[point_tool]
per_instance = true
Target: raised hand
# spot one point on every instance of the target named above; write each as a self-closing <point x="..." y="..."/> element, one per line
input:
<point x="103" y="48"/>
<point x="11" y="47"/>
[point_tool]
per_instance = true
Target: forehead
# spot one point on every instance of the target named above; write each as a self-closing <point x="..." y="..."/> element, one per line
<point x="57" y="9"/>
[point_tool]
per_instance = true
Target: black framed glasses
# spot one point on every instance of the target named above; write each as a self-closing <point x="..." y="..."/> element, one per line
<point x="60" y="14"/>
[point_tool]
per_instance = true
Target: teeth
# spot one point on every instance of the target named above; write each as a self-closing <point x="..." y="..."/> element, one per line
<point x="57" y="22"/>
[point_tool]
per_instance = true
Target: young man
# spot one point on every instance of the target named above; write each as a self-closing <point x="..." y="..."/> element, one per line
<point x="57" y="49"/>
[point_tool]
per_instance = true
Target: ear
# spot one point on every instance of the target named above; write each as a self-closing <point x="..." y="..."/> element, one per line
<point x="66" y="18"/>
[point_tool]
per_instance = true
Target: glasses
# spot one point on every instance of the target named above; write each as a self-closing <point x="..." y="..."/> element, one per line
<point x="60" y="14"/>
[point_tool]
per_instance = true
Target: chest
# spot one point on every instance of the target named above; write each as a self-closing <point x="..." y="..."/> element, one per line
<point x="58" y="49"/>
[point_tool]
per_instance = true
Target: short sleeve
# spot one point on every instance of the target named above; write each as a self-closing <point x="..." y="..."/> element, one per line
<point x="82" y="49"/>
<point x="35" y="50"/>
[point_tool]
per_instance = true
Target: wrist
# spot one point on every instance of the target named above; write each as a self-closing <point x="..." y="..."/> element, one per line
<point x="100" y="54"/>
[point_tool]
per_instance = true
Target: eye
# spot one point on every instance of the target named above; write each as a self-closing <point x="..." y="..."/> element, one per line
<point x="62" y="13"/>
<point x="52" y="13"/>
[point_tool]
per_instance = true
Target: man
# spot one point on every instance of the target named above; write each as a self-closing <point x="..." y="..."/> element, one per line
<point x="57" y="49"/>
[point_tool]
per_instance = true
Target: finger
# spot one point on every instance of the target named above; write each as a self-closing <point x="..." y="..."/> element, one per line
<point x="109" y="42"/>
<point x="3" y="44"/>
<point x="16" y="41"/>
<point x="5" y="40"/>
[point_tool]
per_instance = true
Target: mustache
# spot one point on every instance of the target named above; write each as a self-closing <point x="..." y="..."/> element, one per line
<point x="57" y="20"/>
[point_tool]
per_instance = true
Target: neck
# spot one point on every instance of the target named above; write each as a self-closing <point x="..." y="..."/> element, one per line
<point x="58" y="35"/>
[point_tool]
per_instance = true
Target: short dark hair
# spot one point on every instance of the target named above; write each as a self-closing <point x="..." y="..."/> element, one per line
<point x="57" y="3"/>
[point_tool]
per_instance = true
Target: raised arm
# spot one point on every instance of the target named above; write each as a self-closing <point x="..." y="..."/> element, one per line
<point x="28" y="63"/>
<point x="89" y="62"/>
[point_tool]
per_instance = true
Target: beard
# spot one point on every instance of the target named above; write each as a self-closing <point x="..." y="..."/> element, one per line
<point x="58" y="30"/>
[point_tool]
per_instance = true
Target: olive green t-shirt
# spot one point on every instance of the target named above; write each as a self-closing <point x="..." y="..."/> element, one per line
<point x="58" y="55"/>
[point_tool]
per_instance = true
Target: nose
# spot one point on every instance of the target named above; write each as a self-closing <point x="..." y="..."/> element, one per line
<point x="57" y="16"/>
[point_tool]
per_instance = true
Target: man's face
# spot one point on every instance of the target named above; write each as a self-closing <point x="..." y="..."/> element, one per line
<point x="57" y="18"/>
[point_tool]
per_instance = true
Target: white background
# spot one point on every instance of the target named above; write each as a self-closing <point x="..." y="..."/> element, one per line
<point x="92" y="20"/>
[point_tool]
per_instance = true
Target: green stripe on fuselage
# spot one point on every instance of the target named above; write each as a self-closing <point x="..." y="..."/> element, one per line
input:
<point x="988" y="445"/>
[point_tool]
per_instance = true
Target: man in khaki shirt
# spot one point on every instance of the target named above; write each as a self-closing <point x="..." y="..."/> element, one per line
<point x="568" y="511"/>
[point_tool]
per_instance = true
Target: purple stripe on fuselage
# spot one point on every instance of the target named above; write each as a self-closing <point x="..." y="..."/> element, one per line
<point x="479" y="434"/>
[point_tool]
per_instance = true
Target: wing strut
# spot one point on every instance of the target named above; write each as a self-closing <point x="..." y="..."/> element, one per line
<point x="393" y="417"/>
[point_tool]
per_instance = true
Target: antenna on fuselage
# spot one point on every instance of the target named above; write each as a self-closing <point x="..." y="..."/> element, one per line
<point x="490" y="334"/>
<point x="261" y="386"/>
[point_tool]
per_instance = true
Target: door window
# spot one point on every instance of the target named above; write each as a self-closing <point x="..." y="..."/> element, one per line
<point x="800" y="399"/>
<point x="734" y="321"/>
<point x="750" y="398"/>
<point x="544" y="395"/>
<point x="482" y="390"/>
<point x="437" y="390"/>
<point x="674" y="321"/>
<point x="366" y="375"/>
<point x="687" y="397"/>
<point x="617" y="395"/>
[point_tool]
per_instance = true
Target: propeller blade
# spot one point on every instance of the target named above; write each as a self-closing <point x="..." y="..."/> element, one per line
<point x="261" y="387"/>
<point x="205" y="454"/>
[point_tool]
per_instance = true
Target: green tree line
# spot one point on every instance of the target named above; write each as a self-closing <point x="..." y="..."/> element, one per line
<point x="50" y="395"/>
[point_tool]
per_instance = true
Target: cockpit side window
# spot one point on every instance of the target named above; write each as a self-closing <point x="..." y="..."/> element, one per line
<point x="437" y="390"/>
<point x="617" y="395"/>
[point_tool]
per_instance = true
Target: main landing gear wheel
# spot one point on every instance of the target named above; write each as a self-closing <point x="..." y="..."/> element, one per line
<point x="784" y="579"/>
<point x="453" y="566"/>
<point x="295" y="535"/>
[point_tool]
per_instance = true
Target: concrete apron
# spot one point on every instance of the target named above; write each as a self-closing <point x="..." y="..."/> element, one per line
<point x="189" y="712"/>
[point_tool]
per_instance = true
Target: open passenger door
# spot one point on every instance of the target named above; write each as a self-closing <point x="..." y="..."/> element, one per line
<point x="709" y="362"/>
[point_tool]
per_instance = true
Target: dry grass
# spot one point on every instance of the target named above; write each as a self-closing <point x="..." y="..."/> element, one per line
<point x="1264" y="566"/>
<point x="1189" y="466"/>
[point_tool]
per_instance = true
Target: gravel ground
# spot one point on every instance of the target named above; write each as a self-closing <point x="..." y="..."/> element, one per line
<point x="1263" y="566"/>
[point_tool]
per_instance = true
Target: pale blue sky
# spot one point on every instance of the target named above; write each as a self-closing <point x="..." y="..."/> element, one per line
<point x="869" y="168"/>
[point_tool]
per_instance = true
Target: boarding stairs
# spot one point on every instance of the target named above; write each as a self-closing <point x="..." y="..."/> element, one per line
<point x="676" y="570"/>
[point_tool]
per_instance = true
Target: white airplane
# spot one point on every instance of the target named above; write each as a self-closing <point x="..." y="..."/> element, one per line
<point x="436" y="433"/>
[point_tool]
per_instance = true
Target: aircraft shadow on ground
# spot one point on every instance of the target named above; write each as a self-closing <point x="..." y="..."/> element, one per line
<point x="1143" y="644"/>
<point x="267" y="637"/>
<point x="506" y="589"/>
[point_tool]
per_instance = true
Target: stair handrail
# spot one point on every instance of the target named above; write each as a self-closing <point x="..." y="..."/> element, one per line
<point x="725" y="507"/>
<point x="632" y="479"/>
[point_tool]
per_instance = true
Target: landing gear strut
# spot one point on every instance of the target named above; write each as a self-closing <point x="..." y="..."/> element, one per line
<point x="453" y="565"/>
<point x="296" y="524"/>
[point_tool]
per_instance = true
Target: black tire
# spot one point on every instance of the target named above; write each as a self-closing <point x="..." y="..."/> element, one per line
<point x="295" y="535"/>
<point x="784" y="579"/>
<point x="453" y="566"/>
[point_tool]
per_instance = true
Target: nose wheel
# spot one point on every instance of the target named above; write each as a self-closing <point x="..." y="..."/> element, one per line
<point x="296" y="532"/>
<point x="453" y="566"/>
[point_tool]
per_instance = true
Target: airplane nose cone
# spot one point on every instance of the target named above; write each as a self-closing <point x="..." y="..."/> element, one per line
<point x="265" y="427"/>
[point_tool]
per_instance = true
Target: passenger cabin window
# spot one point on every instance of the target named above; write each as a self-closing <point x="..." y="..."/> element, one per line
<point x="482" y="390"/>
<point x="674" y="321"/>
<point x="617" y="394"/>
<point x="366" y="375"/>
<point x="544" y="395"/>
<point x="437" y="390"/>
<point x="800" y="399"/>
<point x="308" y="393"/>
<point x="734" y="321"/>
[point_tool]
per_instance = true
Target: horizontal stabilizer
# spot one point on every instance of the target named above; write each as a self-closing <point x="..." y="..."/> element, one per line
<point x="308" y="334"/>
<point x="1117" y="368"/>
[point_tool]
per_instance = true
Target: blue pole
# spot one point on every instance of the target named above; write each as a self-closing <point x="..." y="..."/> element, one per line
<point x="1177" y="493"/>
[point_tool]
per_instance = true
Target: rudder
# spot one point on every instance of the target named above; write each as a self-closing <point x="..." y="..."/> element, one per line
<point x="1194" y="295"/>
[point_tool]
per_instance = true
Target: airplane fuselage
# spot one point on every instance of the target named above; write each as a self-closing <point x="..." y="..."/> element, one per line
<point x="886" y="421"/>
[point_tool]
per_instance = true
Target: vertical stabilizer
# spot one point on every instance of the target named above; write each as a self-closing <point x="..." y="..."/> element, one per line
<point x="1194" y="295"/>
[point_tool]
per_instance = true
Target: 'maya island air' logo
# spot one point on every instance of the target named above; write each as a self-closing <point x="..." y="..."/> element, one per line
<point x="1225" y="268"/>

— WORK TO DO —
Count the lines of the listing above that contain the string "strut", treating case as significant, and give only the number.

— THE ANSWER —
2